# Dataset entries
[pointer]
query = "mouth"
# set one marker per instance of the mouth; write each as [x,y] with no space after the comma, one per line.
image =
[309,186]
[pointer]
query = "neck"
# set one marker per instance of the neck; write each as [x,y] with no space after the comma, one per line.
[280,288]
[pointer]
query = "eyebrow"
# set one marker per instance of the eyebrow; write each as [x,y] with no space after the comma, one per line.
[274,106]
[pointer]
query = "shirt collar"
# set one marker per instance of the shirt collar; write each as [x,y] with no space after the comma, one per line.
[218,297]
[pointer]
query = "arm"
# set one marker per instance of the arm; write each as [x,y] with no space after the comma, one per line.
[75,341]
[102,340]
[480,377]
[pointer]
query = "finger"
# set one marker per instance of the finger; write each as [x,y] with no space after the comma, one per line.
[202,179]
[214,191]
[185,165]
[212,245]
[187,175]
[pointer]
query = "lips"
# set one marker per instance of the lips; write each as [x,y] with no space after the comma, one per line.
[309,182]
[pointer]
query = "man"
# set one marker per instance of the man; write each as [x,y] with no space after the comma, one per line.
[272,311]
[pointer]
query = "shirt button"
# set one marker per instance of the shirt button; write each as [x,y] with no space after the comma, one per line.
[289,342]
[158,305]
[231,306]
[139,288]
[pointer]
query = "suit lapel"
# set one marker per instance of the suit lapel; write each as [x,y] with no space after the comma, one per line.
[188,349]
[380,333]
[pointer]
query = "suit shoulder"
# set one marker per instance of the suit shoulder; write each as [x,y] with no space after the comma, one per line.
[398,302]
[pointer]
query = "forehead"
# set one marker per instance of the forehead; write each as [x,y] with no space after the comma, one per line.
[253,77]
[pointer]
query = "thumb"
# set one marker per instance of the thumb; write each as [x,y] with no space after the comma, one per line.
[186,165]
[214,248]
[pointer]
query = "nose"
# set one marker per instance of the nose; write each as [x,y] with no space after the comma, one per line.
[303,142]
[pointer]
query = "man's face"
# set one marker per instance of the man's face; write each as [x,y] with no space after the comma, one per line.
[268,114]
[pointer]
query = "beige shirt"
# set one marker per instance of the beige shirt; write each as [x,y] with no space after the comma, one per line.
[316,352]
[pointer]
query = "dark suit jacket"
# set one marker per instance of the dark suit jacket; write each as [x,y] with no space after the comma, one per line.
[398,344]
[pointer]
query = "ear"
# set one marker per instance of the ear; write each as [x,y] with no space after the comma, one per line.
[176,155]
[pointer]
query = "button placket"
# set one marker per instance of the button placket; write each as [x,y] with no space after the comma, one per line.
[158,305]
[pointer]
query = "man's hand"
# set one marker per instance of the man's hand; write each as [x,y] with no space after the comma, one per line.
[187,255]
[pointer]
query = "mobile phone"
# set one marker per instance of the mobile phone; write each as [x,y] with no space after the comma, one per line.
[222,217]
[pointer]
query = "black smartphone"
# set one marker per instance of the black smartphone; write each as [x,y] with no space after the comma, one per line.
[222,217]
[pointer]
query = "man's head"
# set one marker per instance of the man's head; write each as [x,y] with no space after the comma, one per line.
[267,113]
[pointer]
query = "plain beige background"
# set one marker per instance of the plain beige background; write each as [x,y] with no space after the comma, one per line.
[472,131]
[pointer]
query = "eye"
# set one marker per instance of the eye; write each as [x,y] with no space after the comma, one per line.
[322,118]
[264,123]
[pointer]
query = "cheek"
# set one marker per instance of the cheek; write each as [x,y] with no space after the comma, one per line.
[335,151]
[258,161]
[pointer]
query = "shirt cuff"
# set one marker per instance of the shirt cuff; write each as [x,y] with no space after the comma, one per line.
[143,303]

# EXERCISE DIRECTIONS
Please output every record, keeping each line exact.

# EXPECTED OUTPUT
[pointer]
query = "mouth"
# set one marker per instance of the mouth; write each as [x,y] with no space after the comma, one per line.
image =
[309,186]
[pointer]
query = "neck"
# set one marker per instance of the neck; write each as [x,y] with no space after the comma, one per line.
[280,288]
[pointer]
query = "eyebrow"
# set one marker per instance of the eyebrow; write each as [x,y] with no space after the comma, one per line.
[274,106]
[pointer]
query = "shirt collar"
# set one marker per instance of the shirt collar; write each as [x,y] with no space after the comma, one per line.
[218,297]
[pointer]
query = "arm"
# set one marker per instance of the arm; write each as [x,y] with no space after the comma, one per line.
[75,341]
[102,340]
[480,377]
[pointer]
query = "finger"
# set one marker per instance of the finger; write each as [x,y] with no space after the comma, one per line.
[202,179]
[214,191]
[185,165]
[212,245]
[187,175]
[pointer]
query = "lips"
# set one marker per instance of the lips; write each as [x,y] with no space after the comma, one per line.
[309,182]
[pointer]
query = "man"
# set one marker per instance of the man; write each as [x,y] with no space after the comma, one per line.
[272,311]
[pointer]
query = "shirt button"
# set one marker per instance of the shirt button; write each as [x,y] with no space after the comma, one per line.
[289,342]
[158,305]
[231,306]
[139,288]
[pointer]
query = "suit lapel"
# set one marker per instance of the suit lapel; write each as [x,y] with no space after the comma, one per line.
[188,349]
[380,333]
[pointer]
query = "suit shoulder"
# set one marker per instance of the suit shoulder; write each as [x,y] with no space after the comma, one per line.
[398,302]
[pointer]
query = "forehead"
# set one marker per instance of the forehead; write each as [x,y] with no space after the comma, one per line.
[253,77]
[pointer]
query = "thumb"
# set one marker per instance of the thumb; write each as [x,y] with no space after the comma, one per line.
[186,165]
[214,248]
[pointer]
query = "nose"
# set one marker per instance of the nose; write each as [x,y] with no space after the comma, one per line.
[303,142]
[pointer]
query = "man's face"
# set one marker per instance of the man's face; write each as [x,y] with no space after the comma, one per line.
[268,114]
[pointer]
query = "beige shirt"
# set one marker per instance of the beige shirt; write each as [x,y] with no space after the comma, one per line.
[316,352]
[pointer]
query = "dark suit jacket"
# set one marker per instance of the dark suit jacket; write each as [x,y] with no space after the comma, one per line.
[398,344]
[pointer]
query = "ear"
# set one marker per instance of the ear; write each as [x,y] with no space after the comma, one per line.
[176,155]
[pointer]
query = "button placket"
# set one marker per instance of the button placket; write each as [x,y] with no space after the comma, one per line.
[158,305]
[pointer]
query = "man's hand"
# set one marker per instance of the man's hand; write each as [x,y] with no space after the comma, one per line.
[187,255]
[pointer]
query = "mobile phone"
# set one marker per instance of the mobile phone; write each as [x,y] with no space after the comma, one per line.
[222,217]
[pointer]
query = "black smartphone"
# set one marker per instance of the black smartphone; write each as [x,y] with no space after the comma, one per line.
[222,217]
[pointer]
query = "man's head"
# set one marker per instance of the man's head; write each as [x,y] with no space after the comma, one per line.
[267,113]
[pointer]
query = "plain beige background"
# set one marker per instance of the plain beige background; write each as [x,y] with no space after the comma, one per line.
[472,131]
[pointer]
query = "eye"
# set one marker per instance of the eye; write each as [x,y] with no space after the comma, one per line.
[322,118]
[264,123]
[pointer]
query = "cheek"
# set one marker per instance of the cheek; write each as [x,y] with no space after the comma, one per line.
[335,151]
[258,161]
[pointer]
query = "shirt cuff"
# set one marker per instance of the shirt cuff; write each as [x,y] with no space after the comma, one per line.
[143,303]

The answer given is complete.